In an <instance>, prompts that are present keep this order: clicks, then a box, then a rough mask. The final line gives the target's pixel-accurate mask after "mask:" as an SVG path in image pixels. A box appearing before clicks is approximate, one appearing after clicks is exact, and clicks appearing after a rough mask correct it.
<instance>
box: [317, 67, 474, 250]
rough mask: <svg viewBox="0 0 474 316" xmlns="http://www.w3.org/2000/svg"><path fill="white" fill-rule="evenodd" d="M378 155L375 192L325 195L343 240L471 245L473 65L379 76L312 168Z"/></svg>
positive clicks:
---
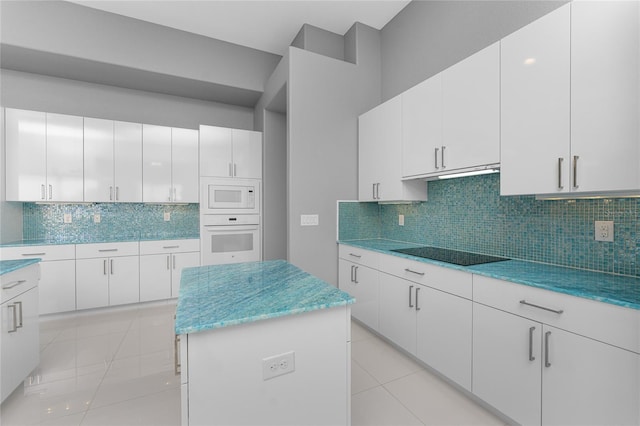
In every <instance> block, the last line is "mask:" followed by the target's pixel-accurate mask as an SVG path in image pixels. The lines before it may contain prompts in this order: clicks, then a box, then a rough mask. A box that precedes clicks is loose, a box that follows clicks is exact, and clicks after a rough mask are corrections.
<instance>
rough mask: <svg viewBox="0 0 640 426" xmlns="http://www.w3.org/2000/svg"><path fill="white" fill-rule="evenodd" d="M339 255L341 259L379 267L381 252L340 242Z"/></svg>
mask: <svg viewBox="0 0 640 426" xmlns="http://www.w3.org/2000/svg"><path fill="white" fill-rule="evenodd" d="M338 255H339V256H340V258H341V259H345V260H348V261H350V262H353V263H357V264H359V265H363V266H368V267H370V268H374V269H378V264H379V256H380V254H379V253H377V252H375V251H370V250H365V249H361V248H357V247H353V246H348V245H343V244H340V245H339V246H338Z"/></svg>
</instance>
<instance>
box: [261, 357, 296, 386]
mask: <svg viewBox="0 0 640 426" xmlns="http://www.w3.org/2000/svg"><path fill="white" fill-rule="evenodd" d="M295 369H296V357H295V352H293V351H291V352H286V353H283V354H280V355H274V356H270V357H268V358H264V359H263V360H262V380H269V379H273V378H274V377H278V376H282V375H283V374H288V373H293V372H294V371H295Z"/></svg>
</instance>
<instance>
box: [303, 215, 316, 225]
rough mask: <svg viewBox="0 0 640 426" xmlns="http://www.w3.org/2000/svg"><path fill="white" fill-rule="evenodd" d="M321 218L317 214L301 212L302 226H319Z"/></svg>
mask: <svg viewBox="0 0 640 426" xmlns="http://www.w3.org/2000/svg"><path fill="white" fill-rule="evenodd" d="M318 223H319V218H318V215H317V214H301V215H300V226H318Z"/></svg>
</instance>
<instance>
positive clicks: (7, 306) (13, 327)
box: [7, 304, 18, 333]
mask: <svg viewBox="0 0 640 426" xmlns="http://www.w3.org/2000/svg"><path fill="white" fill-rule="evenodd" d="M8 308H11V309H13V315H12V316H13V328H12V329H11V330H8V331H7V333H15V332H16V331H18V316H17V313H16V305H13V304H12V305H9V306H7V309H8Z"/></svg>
==
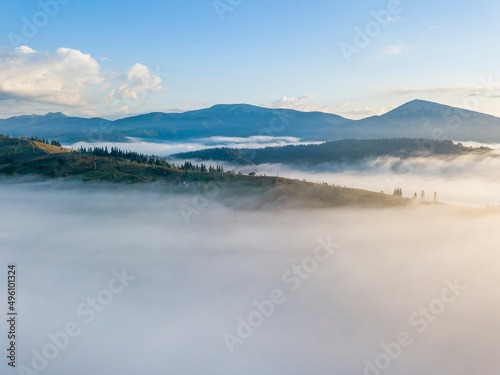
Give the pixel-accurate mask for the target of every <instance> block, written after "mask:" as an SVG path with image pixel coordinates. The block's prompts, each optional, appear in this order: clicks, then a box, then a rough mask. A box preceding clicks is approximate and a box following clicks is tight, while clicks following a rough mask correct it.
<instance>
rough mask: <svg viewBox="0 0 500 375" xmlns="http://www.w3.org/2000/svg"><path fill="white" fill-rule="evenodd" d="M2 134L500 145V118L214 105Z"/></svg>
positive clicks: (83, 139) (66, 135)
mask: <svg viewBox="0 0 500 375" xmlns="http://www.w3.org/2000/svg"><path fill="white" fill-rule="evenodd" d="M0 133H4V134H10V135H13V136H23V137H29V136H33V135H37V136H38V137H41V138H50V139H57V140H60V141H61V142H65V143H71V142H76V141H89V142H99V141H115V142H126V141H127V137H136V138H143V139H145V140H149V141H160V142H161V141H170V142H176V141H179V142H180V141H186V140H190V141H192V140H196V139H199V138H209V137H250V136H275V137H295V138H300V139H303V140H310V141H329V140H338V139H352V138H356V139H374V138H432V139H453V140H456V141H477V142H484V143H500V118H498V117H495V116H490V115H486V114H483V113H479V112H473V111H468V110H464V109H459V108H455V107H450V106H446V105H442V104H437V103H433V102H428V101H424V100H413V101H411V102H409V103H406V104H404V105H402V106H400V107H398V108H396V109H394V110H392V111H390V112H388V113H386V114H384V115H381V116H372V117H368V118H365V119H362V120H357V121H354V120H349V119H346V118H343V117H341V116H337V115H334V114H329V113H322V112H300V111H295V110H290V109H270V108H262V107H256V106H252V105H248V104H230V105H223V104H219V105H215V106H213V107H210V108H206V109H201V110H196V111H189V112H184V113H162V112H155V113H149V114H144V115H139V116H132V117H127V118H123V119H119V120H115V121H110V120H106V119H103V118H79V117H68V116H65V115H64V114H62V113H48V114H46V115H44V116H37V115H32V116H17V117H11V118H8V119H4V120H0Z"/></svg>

* _Your goal_
Show each line of the material above that contains the word "positive".

* _Finished task_
positive clicks:
positive clicks: (7, 306) (13, 327)
positive clicks: (83, 139) (66, 135)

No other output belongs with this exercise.